--- Исходный текст ---
◇ ◇ ◇ ◇ ◇
Указав на то, что нужно для историка (обширная начитанность, логика и риторика), изложив правила исторической критики, Татищев перечисляет источники русской истории, которые разделяет на: 1) общие (Несторов Временник, Степенная книга, Хронограф, Синопсис); 2) предельные, т. е. местные летописи; 3) акты; 4) участные, т. е. биографии, описания отдельных событий, жития святых. Краткие отзывы о разных перечисленных источниках вообще правильны; между материалов Татищев упоминает и о таких сочинениях, которые были известны ему только по имени и которых, несмотря на все старания, он нигде отыскать не мог. Но если сам Татищев откровенно говорит, какие книги у него были и какие он знает только по имени, подробно рассказывая, какие из них находились у кого из известных людей, то, видя такую добросовестность, имеем ли право обвинять его в искажениях, подлогах и т. п.? Если б он был писатель недобросовестный, то он написал бы, что все имел в руках, все читал, все знает. Мы имеем полное право в его своде летописей принимать одно, отвергать другое, но не имеем никакого права в неправильности некоторых известий обвинять самого Татищева.
◇ ◇ ◇ ◇ ◇
--- Фрагменты данных ---

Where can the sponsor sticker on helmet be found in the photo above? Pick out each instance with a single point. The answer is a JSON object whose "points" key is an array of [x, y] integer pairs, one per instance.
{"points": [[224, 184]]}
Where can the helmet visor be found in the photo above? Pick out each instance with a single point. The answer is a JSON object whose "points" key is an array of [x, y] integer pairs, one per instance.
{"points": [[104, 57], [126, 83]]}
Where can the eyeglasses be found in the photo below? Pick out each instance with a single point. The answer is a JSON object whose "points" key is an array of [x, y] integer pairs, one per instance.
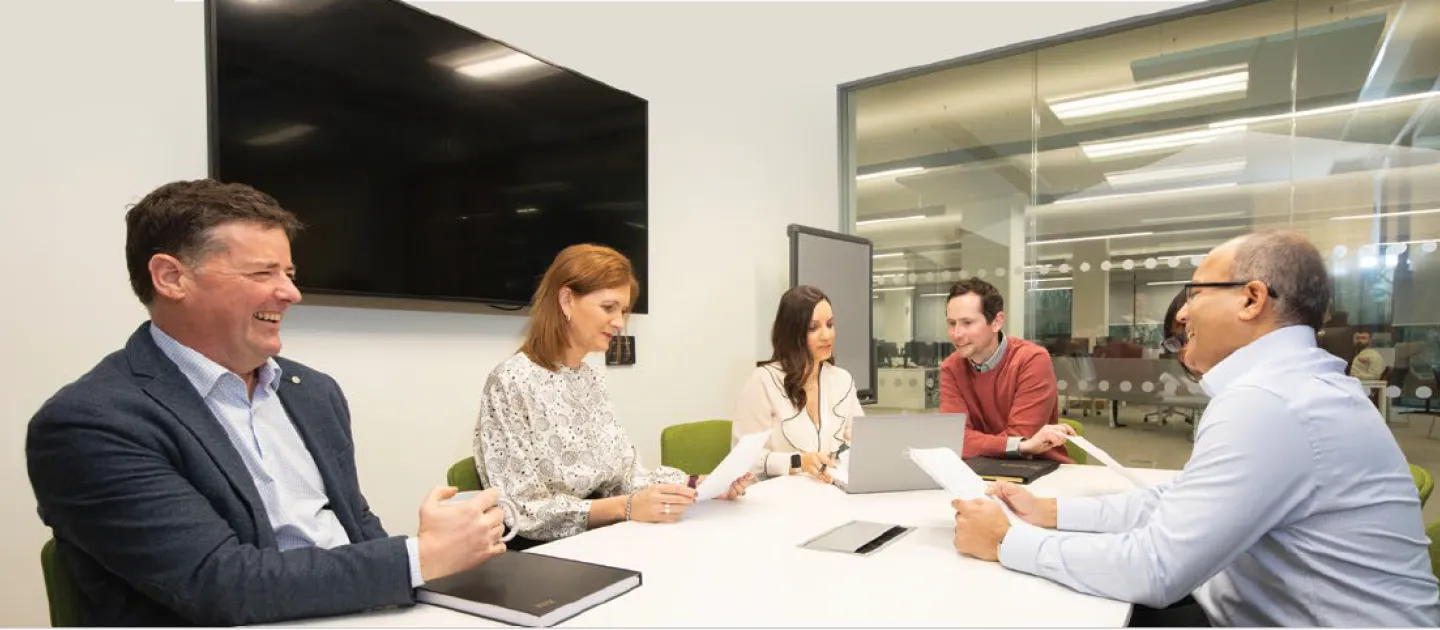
{"points": [[1190, 288]]}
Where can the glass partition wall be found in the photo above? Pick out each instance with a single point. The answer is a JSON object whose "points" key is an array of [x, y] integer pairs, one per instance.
{"points": [[1087, 176]]}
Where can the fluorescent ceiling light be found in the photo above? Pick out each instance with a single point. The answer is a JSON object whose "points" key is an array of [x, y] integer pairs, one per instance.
{"points": [[1191, 217], [1131, 235], [1149, 176], [870, 222], [890, 173], [1240, 122], [1154, 143], [1348, 217], [1148, 193], [1233, 82]]}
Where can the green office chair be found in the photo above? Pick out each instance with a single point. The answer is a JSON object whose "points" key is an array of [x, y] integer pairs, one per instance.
{"points": [[59, 589], [1076, 453], [462, 475], [1433, 531], [694, 448], [1424, 482]]}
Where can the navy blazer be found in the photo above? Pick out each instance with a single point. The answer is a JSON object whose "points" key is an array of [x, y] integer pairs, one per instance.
{"points": [[159, 521]]}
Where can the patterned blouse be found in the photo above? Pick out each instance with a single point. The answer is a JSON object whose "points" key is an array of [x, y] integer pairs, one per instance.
{"points": [[550, 443]]}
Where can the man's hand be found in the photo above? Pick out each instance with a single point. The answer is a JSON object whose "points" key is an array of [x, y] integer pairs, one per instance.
{"points": [[1047, 437], [457, 537], [979, 527], [1027, 507]]}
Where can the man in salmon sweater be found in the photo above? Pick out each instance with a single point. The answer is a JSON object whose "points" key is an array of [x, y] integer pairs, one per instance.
{"points": [[1004, 386]]}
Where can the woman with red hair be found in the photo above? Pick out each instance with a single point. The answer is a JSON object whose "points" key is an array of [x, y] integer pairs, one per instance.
{"points": [[547, 436]]}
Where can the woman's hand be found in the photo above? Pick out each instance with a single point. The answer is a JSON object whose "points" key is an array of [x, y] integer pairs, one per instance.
{"points": [[663, 502], [815, 465]]}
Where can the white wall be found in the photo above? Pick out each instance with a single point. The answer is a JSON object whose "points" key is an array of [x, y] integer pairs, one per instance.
{"points": [[104, 99]]}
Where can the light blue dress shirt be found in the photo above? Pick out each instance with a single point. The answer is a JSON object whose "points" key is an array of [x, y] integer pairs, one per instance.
{"points": [[281, 466], [1296, 508]]}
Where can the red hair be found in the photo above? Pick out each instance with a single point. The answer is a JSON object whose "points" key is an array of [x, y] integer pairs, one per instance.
{"points": [[583, 269]]}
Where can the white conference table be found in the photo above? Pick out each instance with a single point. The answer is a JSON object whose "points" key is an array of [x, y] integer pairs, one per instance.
{"points": [[735, 564]]}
◇ ◇ ◇ ◇ ◇
--- Задание ---
На какие четыре группы Татищев разделяет источники русской истории согласно исходному тексту?

--- Результат ---
На общие, предельные (местные летописи), акты и участные.